## EXERCISE GOAL
Images stay out. Everything else in the records is repeated exactly.

## SOURCE DATA
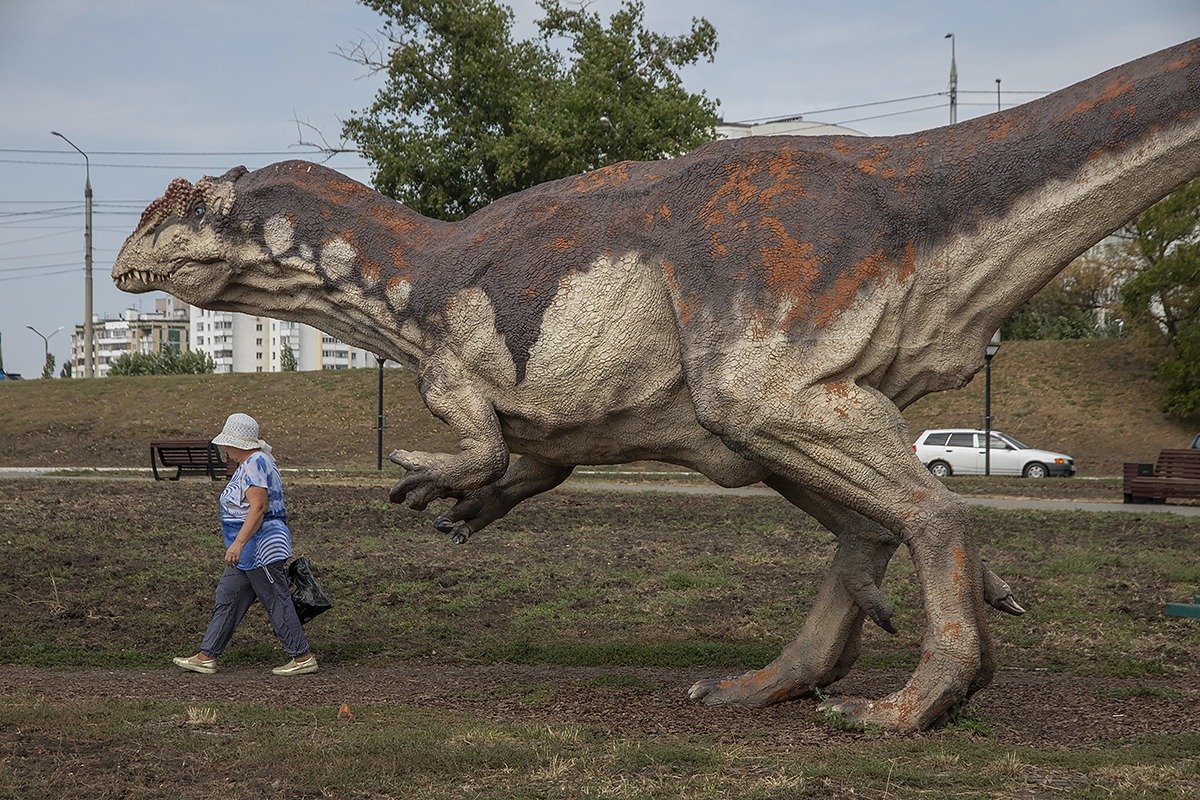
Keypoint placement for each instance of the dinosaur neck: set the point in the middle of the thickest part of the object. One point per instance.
(1043, 182)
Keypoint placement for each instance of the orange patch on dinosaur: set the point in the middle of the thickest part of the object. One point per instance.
(874, 269)
(1121, 85)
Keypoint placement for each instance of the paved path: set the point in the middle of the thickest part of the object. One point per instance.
(591, 485)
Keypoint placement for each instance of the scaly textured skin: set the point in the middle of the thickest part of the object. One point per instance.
(759, 310)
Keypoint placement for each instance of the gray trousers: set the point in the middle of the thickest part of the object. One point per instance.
(237, 593)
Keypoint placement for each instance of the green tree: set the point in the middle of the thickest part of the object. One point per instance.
(165, 362)
(1163, 292)
(468, 114)
(288, 360)
(1080, 302)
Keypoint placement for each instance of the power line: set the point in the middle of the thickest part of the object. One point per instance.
(36, 266)
(71, 163)
(23, 277)
(29, 214)
(879, 116)
(173, 152)
(61, 252)
(885, 102)
(16, 241)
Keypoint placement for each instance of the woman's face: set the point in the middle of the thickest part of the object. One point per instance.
(237, 455)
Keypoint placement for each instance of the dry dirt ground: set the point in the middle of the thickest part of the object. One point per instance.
(1037, 709)
(107, 577)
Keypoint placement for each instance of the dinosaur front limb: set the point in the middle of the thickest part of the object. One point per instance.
(453, 396)
(525, 479)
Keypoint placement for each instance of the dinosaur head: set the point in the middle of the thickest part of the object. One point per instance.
(268, 241)
(187, 242)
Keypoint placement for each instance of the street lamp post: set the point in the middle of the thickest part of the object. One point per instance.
(89, 359)
(989, 353)
(46, 342)
(379, 361)
(954, 82)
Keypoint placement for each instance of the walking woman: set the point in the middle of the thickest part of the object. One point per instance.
(257, 545)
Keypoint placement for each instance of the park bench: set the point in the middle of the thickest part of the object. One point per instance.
(1176, 474)
(189, 457)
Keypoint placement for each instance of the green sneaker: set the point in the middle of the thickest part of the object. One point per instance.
(195, 665)
(297, 667)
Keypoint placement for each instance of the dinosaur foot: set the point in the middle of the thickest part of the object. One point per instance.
(753, 690)
(999, 595)
(459, 531)
(893, 713)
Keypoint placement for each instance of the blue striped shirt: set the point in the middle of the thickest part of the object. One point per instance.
(273, 540)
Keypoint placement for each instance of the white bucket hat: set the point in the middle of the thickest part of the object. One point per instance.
(241, 432)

## RESULT FOR THIS EXERCISE
Keypoint placement for each instance of the dinosaur neck: set the point in the middle of the thickest part of the object. One point per instance.
(1043, 182)
Keypoint placement for each instance of the orange patch on dinosaur: set the point in the middle of the thickest part of the object. One point per instance.
(874, 269)
(1121, 85)
Keypoint placement for each instance of the paved path: set the point in the middle of the thickest part of the object. One point per instance.
(591, 485)
Keypoint placement for each instance of the scaly textured skin: set the point in the middle of the thickest part of the object. One point per instance.
(759, 310)
Keypoint placement for each instance of the gray trousers: set the point in the middle of the thickest part of the object. One point per instance.
(237, 593)
Keypoint placement for each instance of the green tree: set the point in the middle of the thickest part of the object. One point per instance.
(165, 362)
(1163, 292)
(468, 114)
(288, 360)
(1080, 302)
Keypoint placement for each instance of the power line: set the point in the middle of the thickest part of the object. One point per instance.
(36, 266)
(71, 163)
(23, 277)
(29, 214)
(879, 116)
(173, 152)
(61, 252)
(885, 102)
(16, 241)
Keypoint placement for each instance of the woman's face: set the point in the middle of the thickest part of the object. One point per instance.
(237, 455)
Keypoint placement for each instance of the dry dirt ground: set the point in the middle of the thickest part of the object. One point per instance.
(1037, 709)
(107, 577)
Keypoint placement for each instance of the dinosaur front limb: set the point in the middle of the thickest part of the object. One point per instance.
(453, 396)
(525, 479)
Keypoint placement for each instance of the dinosaur head: set the point in the middle of the thickest part of the object. One point per instance.
(268, 241)
(187, 242)
Keypoint placement for each instance of the street lamp post: set the point in the middle of the thickest part of the object. One point per instance.
(89, 359)
(989, 353)
(46, 342)
(379, 361)
(954, 82)
Keypoint placement for each instance of the walking woman: set the point in the middle of the thickest part of the object. One point per instance.
(257, 545)
Keypoint placement for each instance of the park bench: set the point in the middle of the thickest part of the object. One point per instance.
(1176, 474)
(189, 457)
Keypoint placement for each instance of the green sneaker: set the point in the middle of the thickest part of the object. One point per instance.
(195, 665)
(297, 667)
Keypoint placement for each instance of the dinosaur foot: set the point in the middle of the thickest part of the object. One point per instance.
(753, 690)
(999, 595)
(459, 531)
(893, 713)
Keypoint placement for each instance of the blue striped shirt: set the point in the middle of the thickest part of the object. One point per instance.
(273, 540)
Keypoint placement for each instance of the white bucket hat: set the point in the middle of the thickest part of the object. One point per instance.
(241, 432)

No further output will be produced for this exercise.